§ **BRIEF**:
Reproduce, word for word, the stretch of the article on the Nailsworth hair salon from "But in pace" through "away and binned?".

§ **GIVEN TEXT**:

◆ ◆ ◆

This Christmas, a Nailsworth hair salon will be letting its hair down to celebrate 15 years as a cruelty-free, ethically driven Aveda outlet.
But if you thought hair and beauty can’t help the climate, think again.
Claire Frances Hair Design, which has been trading in Cossack Square since 1994, is currently working hard to keep pace with seasonal demand for makeover magic from its regular customers.
“As we get closer to Christmas, we find everything we do is in huge demand though colours remain a key focus of our business,” says owner Claire Uzzell.
“I’m lucky to have such a fantastic team here in the salon.”
But in pace with growing concerns about what hair salons can do to help combat climate change, Claire says that her business proudly flies the flag for Aveda – the 100 percent vegan salon network.
“As part of the Aveda group, all our products are manufactured with 100% wind power through renewable energy credits and carbon offsets. And 83 per cent of Aveda’s waste is re-used or recycled,” she adds.
The Aveda approach ensures every tiny element of day-today business in a salon is made sustainable.
But when it comes to waste hair, surely that all ends up being swept away and binned?
Far from it, says Claire: “We work with the Green Salon Collective. Hairdressing produces enough waste every year to fill 50 football stadiums and it has traditionally ended up as landfill, but because hair is a protein it can be composted,” she explains.
And because hair is great at soaking up oil, it’s also now being used on the front line of ecological emergencies: “Hair from our salon is taken by the Collective to make hair booms and mats.”
And the lopped-off locks have already worked wonders: “Earlier this year a spill from farmland in Northern Ireland saw red diesel leaking into the sea. Many of the shoreline rocks had trapped the oil and the Green Salon Collective used 30-45kgs of hair over two days to successfully operate a clean-up.”

◆ ◆ ◆

§ **INFORMATION GIVEN**:
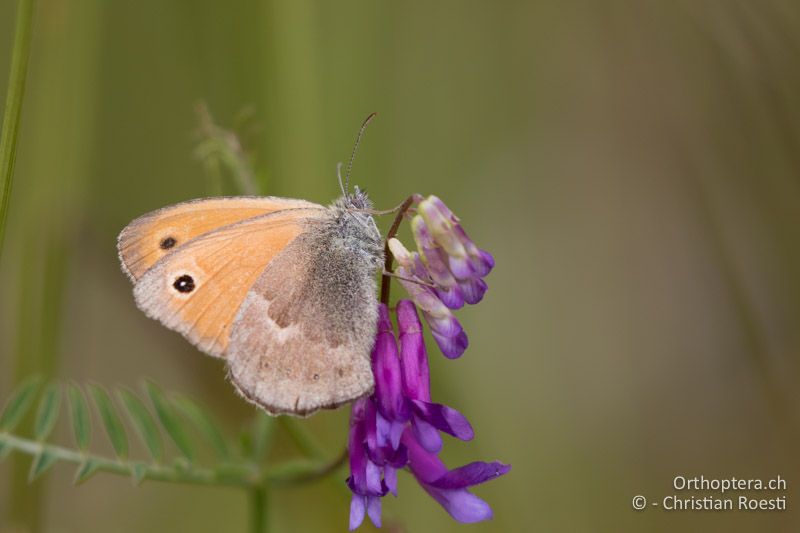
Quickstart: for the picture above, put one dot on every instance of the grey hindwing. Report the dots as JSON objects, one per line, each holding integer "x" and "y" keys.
{"x": 302, "y": 338}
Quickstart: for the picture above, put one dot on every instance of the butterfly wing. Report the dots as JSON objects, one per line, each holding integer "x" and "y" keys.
{"x": 197, "y": 288}
{"x": 303, "y": 336}
{"x": 152, "y": 236}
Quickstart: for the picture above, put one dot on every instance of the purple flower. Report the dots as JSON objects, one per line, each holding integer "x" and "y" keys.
{"x": 428, "y": 418}
{"x": 445, "y": 327}
{"x": 399, "y": 425}
{"x": 449, "y": 487}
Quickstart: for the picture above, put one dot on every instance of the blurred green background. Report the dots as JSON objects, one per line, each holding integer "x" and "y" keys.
{"x": 633, "y": 165}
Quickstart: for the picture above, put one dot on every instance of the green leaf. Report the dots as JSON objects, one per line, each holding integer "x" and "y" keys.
{"x": 79, "y": 411}
{"x": 86, "y": 471}
{"x": 166, "y": 416}
{"x": 203, "y": 420}
{"x": 138, "y": 471}
{"x": 48, "y": 412}
{"x": 18, "y": 404}
{"x": 263, "y": 432}
{"x": 44, "y": 460}
{"x": 113, "y": 424}
{"x": 143, "y": 423}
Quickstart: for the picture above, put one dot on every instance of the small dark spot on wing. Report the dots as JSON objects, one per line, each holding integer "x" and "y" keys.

◆ ◆ ◆

§ **WRITTEN RESPONSE**:
But in pace with growing concerns about what hair salons can do to help combat climate change, Claire says that her business proudly flies the flag for Aveda – the 100 percent vegan salon network.
“As part of the Aveda group, all our products are manufactured with 100% wind power through renewable energy credits and carbon offsets. And 83 per cent of Aveda’s waste is re-used or recycled,” she adds.
The Aveda approach ensures every tiny element of day-today business in a salon is made sustainable.
But when it comes to waste hair, surely that all ends up being swept away and binned?